◆ **WHAT THE TASK ASKS**:
Show every line of the data that contains the string "cabinet". Case counts.

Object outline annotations
— Begin —

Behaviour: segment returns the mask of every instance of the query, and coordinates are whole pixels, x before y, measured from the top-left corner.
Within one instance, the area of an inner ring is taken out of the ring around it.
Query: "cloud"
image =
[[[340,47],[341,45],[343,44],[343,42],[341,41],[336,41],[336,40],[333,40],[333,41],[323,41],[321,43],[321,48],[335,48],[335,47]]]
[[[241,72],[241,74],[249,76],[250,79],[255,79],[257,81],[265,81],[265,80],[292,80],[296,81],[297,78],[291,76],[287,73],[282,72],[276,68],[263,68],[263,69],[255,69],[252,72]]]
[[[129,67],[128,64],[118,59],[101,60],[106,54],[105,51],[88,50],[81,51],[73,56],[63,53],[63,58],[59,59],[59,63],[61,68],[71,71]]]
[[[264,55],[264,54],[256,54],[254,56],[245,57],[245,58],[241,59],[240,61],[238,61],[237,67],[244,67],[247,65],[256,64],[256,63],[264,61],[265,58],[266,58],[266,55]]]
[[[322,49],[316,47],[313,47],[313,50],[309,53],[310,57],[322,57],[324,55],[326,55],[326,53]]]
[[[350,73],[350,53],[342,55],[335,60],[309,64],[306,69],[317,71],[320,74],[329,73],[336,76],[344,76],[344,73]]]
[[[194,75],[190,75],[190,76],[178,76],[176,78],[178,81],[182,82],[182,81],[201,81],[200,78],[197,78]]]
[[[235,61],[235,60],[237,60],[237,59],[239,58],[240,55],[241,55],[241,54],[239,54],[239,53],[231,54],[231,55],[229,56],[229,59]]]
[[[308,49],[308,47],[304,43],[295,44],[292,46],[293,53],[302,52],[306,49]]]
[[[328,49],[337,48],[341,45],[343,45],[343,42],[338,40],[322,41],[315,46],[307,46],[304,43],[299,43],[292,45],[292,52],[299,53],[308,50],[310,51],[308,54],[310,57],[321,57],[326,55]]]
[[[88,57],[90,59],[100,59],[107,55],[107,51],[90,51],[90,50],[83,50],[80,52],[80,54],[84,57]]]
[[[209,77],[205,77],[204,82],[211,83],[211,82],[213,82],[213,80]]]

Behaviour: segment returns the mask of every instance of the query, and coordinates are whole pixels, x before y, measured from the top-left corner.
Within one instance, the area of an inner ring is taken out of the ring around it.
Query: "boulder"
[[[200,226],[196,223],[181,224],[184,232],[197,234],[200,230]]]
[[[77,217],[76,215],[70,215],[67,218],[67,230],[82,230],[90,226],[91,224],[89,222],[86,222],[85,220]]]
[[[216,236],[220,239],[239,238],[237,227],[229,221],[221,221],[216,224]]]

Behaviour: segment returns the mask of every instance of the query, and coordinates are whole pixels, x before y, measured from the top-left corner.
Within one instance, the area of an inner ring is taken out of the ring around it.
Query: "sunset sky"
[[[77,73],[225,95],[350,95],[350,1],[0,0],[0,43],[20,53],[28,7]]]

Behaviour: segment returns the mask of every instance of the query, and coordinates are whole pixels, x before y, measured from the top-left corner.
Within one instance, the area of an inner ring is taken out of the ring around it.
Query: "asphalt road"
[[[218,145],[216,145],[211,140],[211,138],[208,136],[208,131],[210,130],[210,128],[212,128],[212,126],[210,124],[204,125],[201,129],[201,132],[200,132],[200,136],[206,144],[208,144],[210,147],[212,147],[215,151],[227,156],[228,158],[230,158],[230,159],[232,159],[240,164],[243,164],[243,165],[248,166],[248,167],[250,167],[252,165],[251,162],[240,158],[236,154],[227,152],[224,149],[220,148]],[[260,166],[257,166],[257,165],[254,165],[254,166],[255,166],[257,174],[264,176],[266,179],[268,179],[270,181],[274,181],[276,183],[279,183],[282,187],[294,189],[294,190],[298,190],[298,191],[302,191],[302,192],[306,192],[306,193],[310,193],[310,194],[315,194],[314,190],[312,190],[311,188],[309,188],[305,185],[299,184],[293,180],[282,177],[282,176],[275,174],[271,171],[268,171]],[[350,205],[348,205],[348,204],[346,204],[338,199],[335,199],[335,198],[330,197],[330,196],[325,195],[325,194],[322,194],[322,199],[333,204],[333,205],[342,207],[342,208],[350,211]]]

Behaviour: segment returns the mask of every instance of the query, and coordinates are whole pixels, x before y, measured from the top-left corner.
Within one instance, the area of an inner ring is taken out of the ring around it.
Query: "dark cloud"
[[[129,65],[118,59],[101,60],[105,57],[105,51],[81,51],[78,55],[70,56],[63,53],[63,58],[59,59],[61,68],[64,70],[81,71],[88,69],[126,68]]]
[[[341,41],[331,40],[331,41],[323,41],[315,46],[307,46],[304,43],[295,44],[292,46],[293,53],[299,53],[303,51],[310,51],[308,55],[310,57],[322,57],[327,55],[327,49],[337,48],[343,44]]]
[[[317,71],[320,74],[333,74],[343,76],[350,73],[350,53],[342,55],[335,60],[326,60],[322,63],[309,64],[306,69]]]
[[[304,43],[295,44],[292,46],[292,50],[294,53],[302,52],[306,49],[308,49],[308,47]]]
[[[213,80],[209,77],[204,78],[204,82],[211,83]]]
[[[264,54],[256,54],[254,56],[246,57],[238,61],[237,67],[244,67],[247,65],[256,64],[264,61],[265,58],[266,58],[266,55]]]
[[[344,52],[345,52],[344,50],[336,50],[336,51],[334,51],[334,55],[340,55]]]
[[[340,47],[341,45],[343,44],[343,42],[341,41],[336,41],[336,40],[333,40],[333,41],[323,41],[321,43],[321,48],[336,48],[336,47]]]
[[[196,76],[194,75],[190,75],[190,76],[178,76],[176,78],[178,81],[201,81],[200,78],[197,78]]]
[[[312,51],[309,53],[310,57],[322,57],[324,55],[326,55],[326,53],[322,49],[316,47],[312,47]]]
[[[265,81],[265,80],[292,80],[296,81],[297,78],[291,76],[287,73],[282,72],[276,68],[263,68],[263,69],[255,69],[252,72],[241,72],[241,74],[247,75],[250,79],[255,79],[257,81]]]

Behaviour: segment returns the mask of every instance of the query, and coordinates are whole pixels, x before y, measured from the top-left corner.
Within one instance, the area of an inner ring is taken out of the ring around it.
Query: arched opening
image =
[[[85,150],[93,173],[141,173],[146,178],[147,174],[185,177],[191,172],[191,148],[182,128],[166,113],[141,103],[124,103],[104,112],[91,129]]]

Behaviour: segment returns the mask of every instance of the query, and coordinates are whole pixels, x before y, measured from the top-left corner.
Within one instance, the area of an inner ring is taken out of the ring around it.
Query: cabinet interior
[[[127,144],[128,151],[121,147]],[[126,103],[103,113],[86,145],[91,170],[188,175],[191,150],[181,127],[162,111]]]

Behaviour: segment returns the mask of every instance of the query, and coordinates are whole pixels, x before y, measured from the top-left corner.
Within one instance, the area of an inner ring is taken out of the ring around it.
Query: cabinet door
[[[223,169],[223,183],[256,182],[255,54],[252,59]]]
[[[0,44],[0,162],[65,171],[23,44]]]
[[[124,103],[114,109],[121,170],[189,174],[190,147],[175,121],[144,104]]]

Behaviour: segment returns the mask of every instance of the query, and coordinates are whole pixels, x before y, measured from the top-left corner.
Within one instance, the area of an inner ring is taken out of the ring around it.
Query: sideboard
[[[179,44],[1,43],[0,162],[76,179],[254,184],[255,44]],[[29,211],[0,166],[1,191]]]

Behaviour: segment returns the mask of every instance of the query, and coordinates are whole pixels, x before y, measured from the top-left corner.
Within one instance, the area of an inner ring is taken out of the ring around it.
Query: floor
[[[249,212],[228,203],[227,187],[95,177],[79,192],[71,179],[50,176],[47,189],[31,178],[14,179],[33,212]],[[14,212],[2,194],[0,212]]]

— End —

◆ **SOLUTION BELOW**:
Query: cabinet interior
Query: cabinet door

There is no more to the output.